Sharing Our Shore-Waukegan Kick-off Celebration - May 4

Join us as we celebrate the launch of our partnership with the City of Waukegan on a Beach Stewardship program: Sharing Our Shore-Waukegan. The goals of the program are to monitor bird species and increase public awareness of the need to protect the unique dunes habitat at Waukegan Beach. The event will be from 1-3pm. All are welcome. Click here to see the invitation.

Kicking out Invasive Plants and Planting Good Guys - May 5

David Adler Music and Arts Center, Libertyville 10-11:30am. We all battle weeds in our gardens, but some weed species are “thugs” and can take over. This course covers how to identify and control key invasive weed species, and discusses the range of native plant species we can plant. We’ll focus on how to assess your site and select a native palette of plants adapted for shade/sun/wet/dry conditions that will maximize their functional role in the landscape. Landscape designer, restoration ecologist and associate professor Rory Klick will share tips and techniques for going native in your home garden. Free. Registration required:

Greenbelt Forest Preserve – May 8

Tucked into Lake County’s most urban area is this island of green. A surprising array of birds, wildflowers and landscapes are found here. An ancient path is central to much of Greenbelt's history. Today it is Green Bay Road and it cuts the preserve in half. About 200 years ago, the trail was used by Native Americans looking for a high and dry passage through the area's lowlands. They were joined by fur traders in the late 1700s and replaced by soldiers and mail carriers traveling from Chicago to Green Bay (hence the road's name). When frontier surveyors arrived in Lake County in the 1830s, this was the only major road. Lake County Forest Preserves began purchasing land at this site in 1971. Much restoration has been done to bring it closer to its original state. Greenbelt Forest Preserve has 5 miles of trails passing through fairly open landscape of oak groves, wetlands and prairies. In addition to possible finding 150 species of birds you can find a variety of wildflowers such as shooting stars, blue-eyed grass and mayapples. The diversity of habitat and the location between the Des Plaines River and Lake Michigan draws a variety of migrating and permanent birds to this site. 

Meet in Greenbelt Cultural Center parking area on the east side of Green Bay Road between Route 120 (Belvidere Road), and 14th Street at 7:30am.

◇ ◇ ◇ ◇

BRIEF A:
How many lines in the entries below contain the string "with"? Give only the number.

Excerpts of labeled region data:
◇ ◇ ◇ ◇

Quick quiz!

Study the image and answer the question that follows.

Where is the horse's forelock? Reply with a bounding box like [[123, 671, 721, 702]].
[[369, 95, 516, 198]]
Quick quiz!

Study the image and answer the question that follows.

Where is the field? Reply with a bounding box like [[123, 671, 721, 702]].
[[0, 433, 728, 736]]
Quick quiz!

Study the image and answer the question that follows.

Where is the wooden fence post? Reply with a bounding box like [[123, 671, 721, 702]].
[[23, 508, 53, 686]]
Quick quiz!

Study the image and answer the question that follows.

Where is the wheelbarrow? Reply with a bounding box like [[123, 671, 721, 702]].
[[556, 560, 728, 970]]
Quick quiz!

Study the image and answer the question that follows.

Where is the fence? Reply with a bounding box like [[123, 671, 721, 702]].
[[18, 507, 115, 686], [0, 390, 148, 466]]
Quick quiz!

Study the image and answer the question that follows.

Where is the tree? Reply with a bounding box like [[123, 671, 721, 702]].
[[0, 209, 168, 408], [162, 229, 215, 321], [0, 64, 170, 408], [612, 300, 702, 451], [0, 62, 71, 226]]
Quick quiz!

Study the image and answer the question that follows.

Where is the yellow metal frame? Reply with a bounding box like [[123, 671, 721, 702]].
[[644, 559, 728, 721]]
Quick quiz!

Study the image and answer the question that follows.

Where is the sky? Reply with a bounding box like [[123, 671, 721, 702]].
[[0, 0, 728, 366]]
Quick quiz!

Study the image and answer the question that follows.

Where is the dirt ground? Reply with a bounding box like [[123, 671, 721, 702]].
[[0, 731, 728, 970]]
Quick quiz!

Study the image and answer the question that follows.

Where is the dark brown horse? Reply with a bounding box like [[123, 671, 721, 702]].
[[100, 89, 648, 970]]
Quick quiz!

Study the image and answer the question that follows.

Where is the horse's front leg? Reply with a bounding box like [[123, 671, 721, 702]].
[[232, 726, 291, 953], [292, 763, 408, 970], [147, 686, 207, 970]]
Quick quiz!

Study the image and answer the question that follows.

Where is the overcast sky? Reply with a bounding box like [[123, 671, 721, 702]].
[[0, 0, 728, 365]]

◇ ◇ ◇ ◇

BRIEF B:
Copy from the event listings above the stretch from "Join us as we" through "see the invitation.", word for word.

CORRECT RESULT A:
12

CORRECT RESULT B:
Join us as we celebrate the launch of our partnership with the City of Waukegan on a Beach Stewardship program: Sharing Our Shore-Waukegan. The goals of the program are to monitor bird species and increase public awareness of the need to protect the unique dunes habitat at Waukegan Beach. The event will be from 1-3pm. All are welcome. Click here to see the invitation.